# [WORK ORDER]
The data must be returned exactly. No line may be left out.

[Source records]
- Opening Delimiter -

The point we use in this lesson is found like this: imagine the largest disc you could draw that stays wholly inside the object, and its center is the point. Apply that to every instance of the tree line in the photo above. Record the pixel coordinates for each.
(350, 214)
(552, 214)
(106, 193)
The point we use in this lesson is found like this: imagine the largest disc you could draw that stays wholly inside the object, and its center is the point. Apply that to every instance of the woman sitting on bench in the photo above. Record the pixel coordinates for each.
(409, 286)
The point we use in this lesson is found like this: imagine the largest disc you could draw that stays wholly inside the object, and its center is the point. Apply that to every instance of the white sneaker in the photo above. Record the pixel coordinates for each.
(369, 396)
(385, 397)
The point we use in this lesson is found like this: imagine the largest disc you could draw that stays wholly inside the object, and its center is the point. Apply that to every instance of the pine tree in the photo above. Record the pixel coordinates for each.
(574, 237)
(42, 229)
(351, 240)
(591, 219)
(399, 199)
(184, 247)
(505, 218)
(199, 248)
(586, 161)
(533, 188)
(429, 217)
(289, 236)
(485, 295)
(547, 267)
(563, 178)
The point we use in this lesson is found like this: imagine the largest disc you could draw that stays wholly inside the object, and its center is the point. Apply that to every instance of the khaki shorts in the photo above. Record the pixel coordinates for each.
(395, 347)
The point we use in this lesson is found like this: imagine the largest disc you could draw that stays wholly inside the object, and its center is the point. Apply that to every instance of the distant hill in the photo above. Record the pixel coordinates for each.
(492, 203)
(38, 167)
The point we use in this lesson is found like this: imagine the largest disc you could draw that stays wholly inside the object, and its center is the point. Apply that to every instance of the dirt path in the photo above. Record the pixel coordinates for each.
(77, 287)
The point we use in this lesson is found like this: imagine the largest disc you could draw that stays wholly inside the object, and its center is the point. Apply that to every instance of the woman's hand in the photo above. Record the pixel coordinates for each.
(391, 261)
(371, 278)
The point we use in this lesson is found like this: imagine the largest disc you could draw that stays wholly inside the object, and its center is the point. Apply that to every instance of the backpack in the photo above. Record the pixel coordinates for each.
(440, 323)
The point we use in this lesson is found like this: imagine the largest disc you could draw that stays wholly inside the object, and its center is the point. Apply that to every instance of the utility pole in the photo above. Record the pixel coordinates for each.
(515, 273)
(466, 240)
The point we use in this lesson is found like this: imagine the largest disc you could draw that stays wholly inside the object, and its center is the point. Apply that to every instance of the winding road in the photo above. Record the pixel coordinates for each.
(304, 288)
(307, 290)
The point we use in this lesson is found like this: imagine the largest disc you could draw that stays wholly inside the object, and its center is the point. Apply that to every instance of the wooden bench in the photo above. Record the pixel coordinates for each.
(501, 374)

- Closing Delimiter -

# [RESPONSE BELOW]
The point we use in this lesson is found like this: imagine the largest disc you could draw that stays wholly inside the object, and its center is the point. Apply that to every instance of the tree line in the photo above. Record the pixel coordinates for each.
(350, 214)
(552, 214)
(106, 193)
The point we use in this lesson is found like this: imagine the largest disc you could draw that stays wholly inside the object, and its center is the point. Apply that to every instance of the woman sitting on bench in the photo above. Record the pixel coordinates for each.
(409, 286)
The point we use in this lesson is found like this: imagine the largest disc you could draw that stays wholly inside the object, and its center is the point. Apply that to every instance of the white sneaker in the photo above. Record the pixel coordinates for each.
(369, 396)
(385, 397)
The point we use in this lesson is found like this: imagine the largest disc you could draw that stays wholly inside the object, and its center is the point. Apply that to every instance of the pine tree in the photo above. Record the pixel coordinates for each.
(574, 237)
(42, 229)
(351, 240)
(591, 219)
(399, 199)
(184, 247)
(505, 218)
(199, 248)
(586, 161)
(533, 188)
(429, 217)
(289, 236)
(485, 295)
(547, 267)
(563, 178)
The point we use in this lesson is found like this: imagine the largest disc you could draw that stays wholly inside the object, and its center is the point. Apply that to every instance of the khaki shorts in the photo above. Record the pixel coordinates for each.
(395, 347)
The point we use in this lesson is found like this: imagine the largest disc you could draw that stays wholly inside the object, and its center is the point. Apply that to every instance of the distant hill in the photo above. Record the pixel coordinates for each.
(492, 203)
(38, 167)
The point we use in this lesson is found like this: imagine the largest disc you could draw that stays wholly inside the object, and its center is the point. Apply that to every instance of the dirt path in the photo above. Record the pixel coordinates for each.
(77, 287)
The point we use in this lesson is found like this: imagine the largest disc you could draw that stays wholly inside the object, and its center is the point. Apply that to every instance of the woman's hand in the photo above. Record the pixel coordinates for each.
(391, 261)
(371, 278)
The point we use in this lesson is found like this: imagine the largest disc you could draw that stays wholly inside the object, and its center is the point. Apply that to every instance of the backpack in the photo above. Record the pixel coordinates for each.
(440, 323)
The point we use in this lesson is found like this: imagine the largest disc you could draw that stays wholly inside the object, and its center is the point. Apply that to every instance of the utility pole in the photo above. Record the pixel coordinates for each.
(515, 273)
(466, 240)
The point we use in this lesson is found like this: imagine the largest disc you could draw that stays wholly inside the object, and its center is the point. Apply that to every instance of the winding road in the photo above. Record the pixel coordinates for each.
(304, 288)
(307, 290)
The point we use in this lesson is found like this: imagine the largest disc you could draw that stays wholly inside the object, and its center is the point. Apply that to every instance of the wooden bench in the photo above. Record the pixel coordinates for each.
(501, 374)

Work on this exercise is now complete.